__Raw records__:
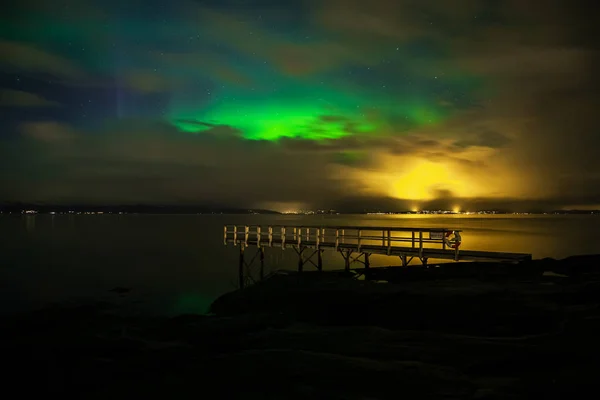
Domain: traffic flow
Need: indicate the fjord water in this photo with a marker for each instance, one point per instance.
(178, 263)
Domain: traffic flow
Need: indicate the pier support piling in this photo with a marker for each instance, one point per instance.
(241, 268)
(262, 263)
(320, 260)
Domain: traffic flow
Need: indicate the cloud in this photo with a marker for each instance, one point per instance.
(48, 132)
(18, 98)
(23, 57)
(150, 82)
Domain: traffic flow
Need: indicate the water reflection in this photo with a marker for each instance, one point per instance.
(46, 258)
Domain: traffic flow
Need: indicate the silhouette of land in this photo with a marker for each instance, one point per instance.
(485, 331)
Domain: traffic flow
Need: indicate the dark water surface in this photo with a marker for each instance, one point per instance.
(178, 263)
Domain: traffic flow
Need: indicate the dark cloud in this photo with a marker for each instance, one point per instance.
(15, 56)
(485, 139)
(19, 98)
(523, 132)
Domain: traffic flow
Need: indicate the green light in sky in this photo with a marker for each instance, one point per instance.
(268, 121)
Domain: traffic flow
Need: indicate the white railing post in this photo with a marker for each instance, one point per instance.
(389, 242)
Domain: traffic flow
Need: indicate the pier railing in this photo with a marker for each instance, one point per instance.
(386, 239)
(406, 243)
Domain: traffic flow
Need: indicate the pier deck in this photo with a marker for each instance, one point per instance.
(406, 243)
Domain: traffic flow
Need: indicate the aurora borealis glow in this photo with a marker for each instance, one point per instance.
(140, 101)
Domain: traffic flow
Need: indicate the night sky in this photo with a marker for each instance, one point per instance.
(337, 104)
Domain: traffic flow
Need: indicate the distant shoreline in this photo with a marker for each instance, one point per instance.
(189, 210)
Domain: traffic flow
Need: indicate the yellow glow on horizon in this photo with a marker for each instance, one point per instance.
(424, 178)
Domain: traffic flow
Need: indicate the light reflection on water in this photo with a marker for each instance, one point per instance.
(178, 263)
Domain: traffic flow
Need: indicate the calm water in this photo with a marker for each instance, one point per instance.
(179, 263)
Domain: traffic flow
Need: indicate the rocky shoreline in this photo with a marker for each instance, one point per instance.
(485, 331)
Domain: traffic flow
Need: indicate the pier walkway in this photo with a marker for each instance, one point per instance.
(310, 242)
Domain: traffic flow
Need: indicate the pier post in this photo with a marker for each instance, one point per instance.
(241, 267)
(347, 260)
(300, 259)
(262, 263)
(320, 260)
(404, 259)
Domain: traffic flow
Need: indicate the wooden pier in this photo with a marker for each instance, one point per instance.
(309, 242)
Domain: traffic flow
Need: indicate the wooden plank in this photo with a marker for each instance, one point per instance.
(397, 251)
(367, 228)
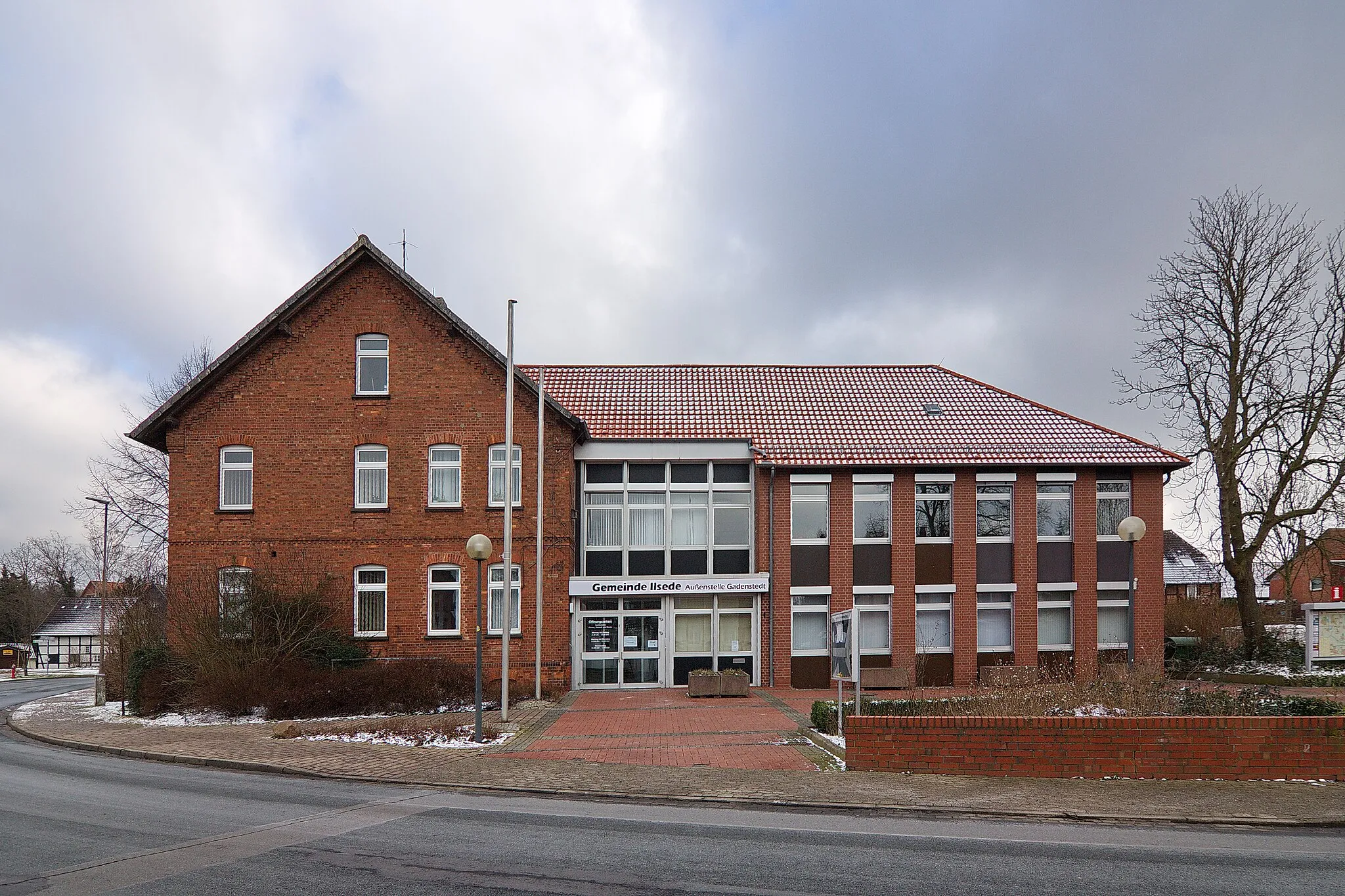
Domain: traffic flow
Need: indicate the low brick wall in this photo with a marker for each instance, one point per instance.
(1228, 747)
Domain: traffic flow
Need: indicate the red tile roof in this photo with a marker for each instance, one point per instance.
(839, 416)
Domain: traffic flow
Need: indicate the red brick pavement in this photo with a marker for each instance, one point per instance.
(665, 727)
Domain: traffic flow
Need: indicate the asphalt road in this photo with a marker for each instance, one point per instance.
(74, 822)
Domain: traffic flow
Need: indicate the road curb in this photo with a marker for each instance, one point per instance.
(745, 802)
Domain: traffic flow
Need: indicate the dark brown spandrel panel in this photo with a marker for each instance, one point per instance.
(810, 672)
(1056, 562)
(994, 563)
(810, 565)
(873, 565)
(934, 670)
(934, 565)
(1113, 562)
(1056, 666)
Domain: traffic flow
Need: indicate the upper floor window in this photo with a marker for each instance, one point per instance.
(445, 476)
(372, 364)
(1055, 511)
(872, 512)
(236, 477)
(1113, 505)
(496, 469)
(810, 512)
(372, 476)
(495, 612)
(234, 585)
(934, 511)
(370, 602)
(994, 512)
(445, 584)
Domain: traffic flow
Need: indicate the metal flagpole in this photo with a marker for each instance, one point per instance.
(541, 456)
(508, 624)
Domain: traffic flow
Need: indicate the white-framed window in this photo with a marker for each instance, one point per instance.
(234, 586)
(994, 621)
(1113, 617)
(1113, 507)
(372, 364)
(934, 622)
(934, 512)
(994, 512)
(370, 602)
(372, 476)
(810, 512)
(808, 625)
(875, 622)
(496, 473)
(1055, 511)
(445, 476)
(872, 512)
(444, 599)
(495, 609)
(1055, 620)
(236, 477)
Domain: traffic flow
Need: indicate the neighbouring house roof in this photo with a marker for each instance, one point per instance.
(152, 430)
(854, 416)
(1185, 565)
(72, 617)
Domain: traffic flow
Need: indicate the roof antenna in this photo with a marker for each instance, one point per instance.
(404, 245)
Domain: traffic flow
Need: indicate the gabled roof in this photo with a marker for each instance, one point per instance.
(151, 430)
(73, 617)
(860, 416)
(1185, 563)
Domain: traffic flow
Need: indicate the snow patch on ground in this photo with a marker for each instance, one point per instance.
(440, 742)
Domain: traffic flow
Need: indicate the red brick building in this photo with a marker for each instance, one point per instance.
(695, 515)
(1315, 568)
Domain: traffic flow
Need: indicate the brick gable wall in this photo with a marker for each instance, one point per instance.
(292, 400)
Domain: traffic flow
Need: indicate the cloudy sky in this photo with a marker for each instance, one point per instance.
(985, 186)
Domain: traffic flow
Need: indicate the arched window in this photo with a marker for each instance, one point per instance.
(372, 476)
(496, 471)
(370, 602)
(236, 477)
(445, 584)
(445, 476)
(372, 364)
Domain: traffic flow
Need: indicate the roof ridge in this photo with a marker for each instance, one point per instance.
(1078, 419)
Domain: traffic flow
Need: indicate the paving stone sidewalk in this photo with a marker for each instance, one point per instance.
(250, 747)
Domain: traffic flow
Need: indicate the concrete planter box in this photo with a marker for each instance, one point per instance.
(734, 685)
(703, 685)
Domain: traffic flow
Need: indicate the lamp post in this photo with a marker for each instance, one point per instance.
(1130, 531)
(479, 548)
(102, 589)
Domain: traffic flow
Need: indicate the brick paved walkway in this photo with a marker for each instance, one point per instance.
(252, 747)
(665, 727)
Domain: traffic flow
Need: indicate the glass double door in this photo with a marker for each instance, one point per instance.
(621, 643)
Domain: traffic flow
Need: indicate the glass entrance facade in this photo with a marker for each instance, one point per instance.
(622, 643)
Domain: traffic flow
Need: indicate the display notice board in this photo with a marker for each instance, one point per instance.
(1325, 624)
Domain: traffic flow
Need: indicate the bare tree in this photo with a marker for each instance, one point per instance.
(135, 479)
(1245, 347)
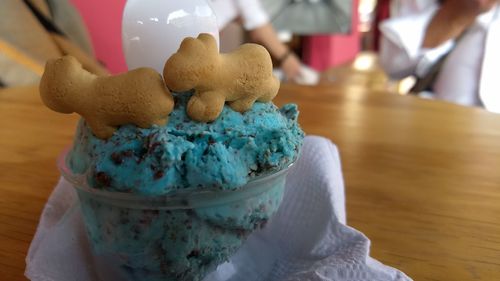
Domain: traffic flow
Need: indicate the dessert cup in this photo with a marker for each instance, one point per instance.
(181, 235)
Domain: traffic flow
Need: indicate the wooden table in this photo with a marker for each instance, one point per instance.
(422, 177)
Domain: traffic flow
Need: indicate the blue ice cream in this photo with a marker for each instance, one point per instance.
(239, 155)
(224, 154)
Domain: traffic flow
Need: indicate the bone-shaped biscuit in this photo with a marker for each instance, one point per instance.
(137, 97)
(239, 78)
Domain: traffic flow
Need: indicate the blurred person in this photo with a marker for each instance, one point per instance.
(451, 46)
(256, 21)
(33, 31)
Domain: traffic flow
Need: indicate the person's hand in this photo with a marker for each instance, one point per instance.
(291, 67)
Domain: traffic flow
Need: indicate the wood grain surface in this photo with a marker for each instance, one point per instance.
(422, 177)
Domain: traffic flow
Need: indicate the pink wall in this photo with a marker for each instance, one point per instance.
(324, 51)
(103, 20)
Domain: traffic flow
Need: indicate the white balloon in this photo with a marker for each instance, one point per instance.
(152, 30)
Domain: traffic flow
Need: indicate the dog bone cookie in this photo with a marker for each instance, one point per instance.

__Exercise goal__:
Exact duplication of all the records is required; pictures are omitted from the copy.

__Answer to this problem__:
Domain: traffic flow
Need: indicate the fjord water in this photo with a marker for each instance, one point per instance.
(178, 263)
Domain: traffic flow
Need: indicate the pier support piling in this photo with a marker for each instance, one point per instance.
(241, 268)
(262, 263)
(320, 260)
Domain: traffic flow
Need: indicate the cloud in this photo with a marker for each instance, one point per instance.
(48, 132)
(18, 98)
(23, 57)
(150, 82)
Domain: traffic flow
Need: indicate the water reflection in this photo with a marker for each instance, one point per instance.
(46, 258)
Domain: traffic flow
Need: indicate the silhouette of land in this photo with a marker for each instance, one point per instance.
(485, 331)
Domain: traffic flow
Need: indicate the dark water surface in this photo with a marker for each instance, one point per instance.
(178, 263)
Domain: traffic flow
Need: indicate the dark cloud in this photo with a marker for each instance, one point per instance.
(15, 56)
(485, 139)
(19, 98)
(523, 132)
Domain: traffic flow
Need: indicate the green light in sky in this photo with a marker for each instance, one point per instance.
(268, 121)
Domain: traffic flow
Need: indicate the white railing post in this photo with a marker for each instance, one point per instance.
(389, 242)
Domain: traffic flow
Need: indicate the pier railing in this photo with a marker for each instance, one point per instance.
(386, 239)
(406, 243)
Domain: traffic flow
Need: indicate the pier deck in this photo with a marker for each instance, one point per instance.
(406, 243)
Domain: traffic flow
Need: indicate the aurora borealis glow in this photo with a marker for each instance, one point per instance.
(140, 101)
Domain: traffic flow
Need: indicate the night sky in this photo with a marker for each instance, one point per instance.
(337, 104)
Domain: traffic flow
Need: indicate the distant shoreline in this photo with a marker for each instance, one point per instance.
(189, 210)
Domain: traffic flow
Need: indicate the yellow glow on horizon in this photo with a marker for each instance, one point per instance.
(424, 178)
Domain: traffic flow
Need: indicate the light reflection on water in this photo with a marker for each instance, one point per instance.
(178, 263)
Domain: traffic flow
Need: indicate the calm water in this photo with a marker for each instance, one point per instance.
(179, 263)
Domain: traffic flow
Need: indicate the rocky shoreline in this photo with a marker for each instance, one point per instance.
(485, 331)
Domain: traffic flow
Need: indicate the pier walkway in this photo with a marker for each instance, one point per instance.
(310, 242)
Domain: traffic flow
Need: indicate the pier post in this photo with a marker for each instance, one point per instance.
(241, 267)
(347, 260)
(300, 259)
(262, 263)
(320, 260)
(404, 259)
Domain: traffic flow
Need: indicate the wooden pier in this photo with a marker for each instance, one point per instance.
(309, 242)
Domain: traffic flow
Need: indicate the wooden plank in this photo with a marker for each instance, one point per instance.
(397, 251)
(367, 228)
Domain: traffic flow
Need: indicate the low brick wall in this photo with a marker for each instance, one point per instance.
(1228, 747)
Domain: traffic flow
Need: indicate the red tile roof in this photo with a marker for each instance, one point per instance.
(839, 416)
Domain: traffic flow
Need: indicate the red brick pavement in this photo with a marker for each instance, one point per instance.
(665, 727)
Domain: traffic flow
Need: indicate the asphalt road in this photo with a marker for each instance, one point per instance.
(74, 822)
Domain: traffic flow
Need: indicate the road curb in this photo with a marker for each instance, one point per instance.
(745, 802)
Domain: traffic flow
Need: indicate the dark brown spandrel panel in this photo with a marker for each instance, one point per instance.
(810, 672)
(1056, 562)
(994, 563)
(810, 565)
(873, 565)
(934, 670)
(934, 565)
(1113, 562)
(1056, 666)
Domain: traffic flow
Need: indicate the upper floor window in this photo with a marker for each instance, one point per instance.
(445, 476)
(372, 364)
(1055, 511)
(872, 512)
(236, 477)
(1113, 505)
(496, 469)
(810, 512)
(372, 476)
(495, 612)
(234, 585)
(934, 511)
(370, 602)
(994, 512)
(445, 584)
Domain: traffic flow
Need: indicate the metal flagpole in this photo with a marker for each instance, one point per instance.
(541, 456)
(508, 624)
Domain: traffic flow
Need: indicate the white-framed window in this photo with a marker for each instance, one point per instance.
(234, 586)
(994, 621)
(1113, 617)
(1113, 507)
(372, 364)
(934, 622)
(934, 512)
(994, 512)
(370, 602)
(372, 476)
(810, 512)
(808, 625)
(875, 622)
(496, 473)
(1055, 511)
(445, 476)
(872, 512)
(444, 599)
(495, 609)
(1055, 620)
(236, 477)
Domain: traffic flow
Need: indicate the neighbouring house roof in this photo with a marker for each instance, one point per instance.
(152, 430)
(854, 416)
(1185, 565)
(72, 617)
Domain: traffic flow
Need: indicate the roof antenna in this photo with a marker for each instance, one point per instance.
(404, 245)
Domain: traffic flow
Need: indicate the gabled roof in this photo with a marker for each instance, one point per instance.
(151, 430)
(73, 617)
(860, 416)
(1185, 563)
Domain: traffic flow
Need: indicate the snow patch on ground in this photo with a marker for each instance, one point per instance.
(440, 742)
Domain: traffic flow
Need: indicate the red brick building in this photo with a marker for each instance, one point per instance.
(695, 515)
(1315, 568)
Domain: traffic flow
Need: indicate the brick gable wall in this photo with a marker for each instance, one point per instance.
(292, 400)
Domain: traffic flow
Need: indicate the cloudy sky in this photo with a marker for each instance, one point per instance.
(985, 186)
Domain: traffic flow
Need: indicate the arched window in this photo with a marker for each instance, one point per instance.
(372, 476)
(496, 471)
(370, 602)
(236, 477)
(445, 584)
(445, 476)
(372, 364)
Domain: traffic flow
Need: indicate the roof ridge in this photo with a marker for each instance, one point per instance.
(1078, 419)
Domain: traffic flow
Need: indicate the paving stone sidewalk in this photo with a marker for each instance, one point per instance.
(250, 747)
Domain: traffic flow
Need: indicate the concrete planter box in this photo with a marker for each instance, one point per instance.
(734, 685)
(703, 685)
Domain: traffic flow
Need: indicate the lamp post in this photo with a marker for each instance, one point per instance.
(1130, 531)
(479, 548)
(102, 589)
Domain: traffic flow
Need: indicate the brick paved walkway in this photo with a marker for each instance, one point per instance.
(252, 747)
(665, 727)
Domain: traffic flow
Need: indicate the glass double door in this photo with a marker for each instance, one point per instance.
(621, 643)
Domain: traffic flow
Need: indicate the glass entrance facade in this photo with a marker for each instance, one point per instance.
(622, 643)
Domain: traffic flow
Need: indicate the display notice board in this photo with a marker for each instance, one point per instance.
(1325, 624)
Domain: traffic flow
Need: indicate the bare tree in this photo with a marker for each instance, one point per instance.
(135, 479)
(1245, 347)
Domain: traffic flow
Need: indicate the dessert cup in this photo with a marker for each instance, one point per instance.
(181, 235)
Domain: traffic flow
Need: indicate the wooden table in this photo with a marker for each instance, one point per instance.
(422, 177)
Domain: traffic flow
Need: indicate the blue ice cream in this photo with a marker for each instance, one point per instance.
(239, 155)
(224, 154)
Domain: traffic flow
Need: indicate the bone-shaped biscuit in this photo with a marker for each instance, one point per instance.
(137, 97)
(239, 78)
Domain: traffic flow
Need: indicate the blurred person in this photo with a marker for each instance, one point per instance.
(451, 46)
(256, 21)
(33, 31)
Domain: traffic flow
Need: indicate the person's hand in this photo with a marker for each instance, one point per instance.
(291, 67)
Domain: traffic flow
Need: indicate the wood grain surface in this photo with a marker for each instance, one point per instance.
(422, 177)
Domain: traffic flow
Need: indicate the pink wall in this photo with a marker for each instance, one point per instance.
(324, 51)
(103, 20)
Domain: traffic flow
Need: indicate the white balloon in this photo with a marker for each instance, one point per instance.
(152, 30)
Domain: traffic flow
Need: indicate the dog bone cookie in this photo with a marker for each instance, one point per instance.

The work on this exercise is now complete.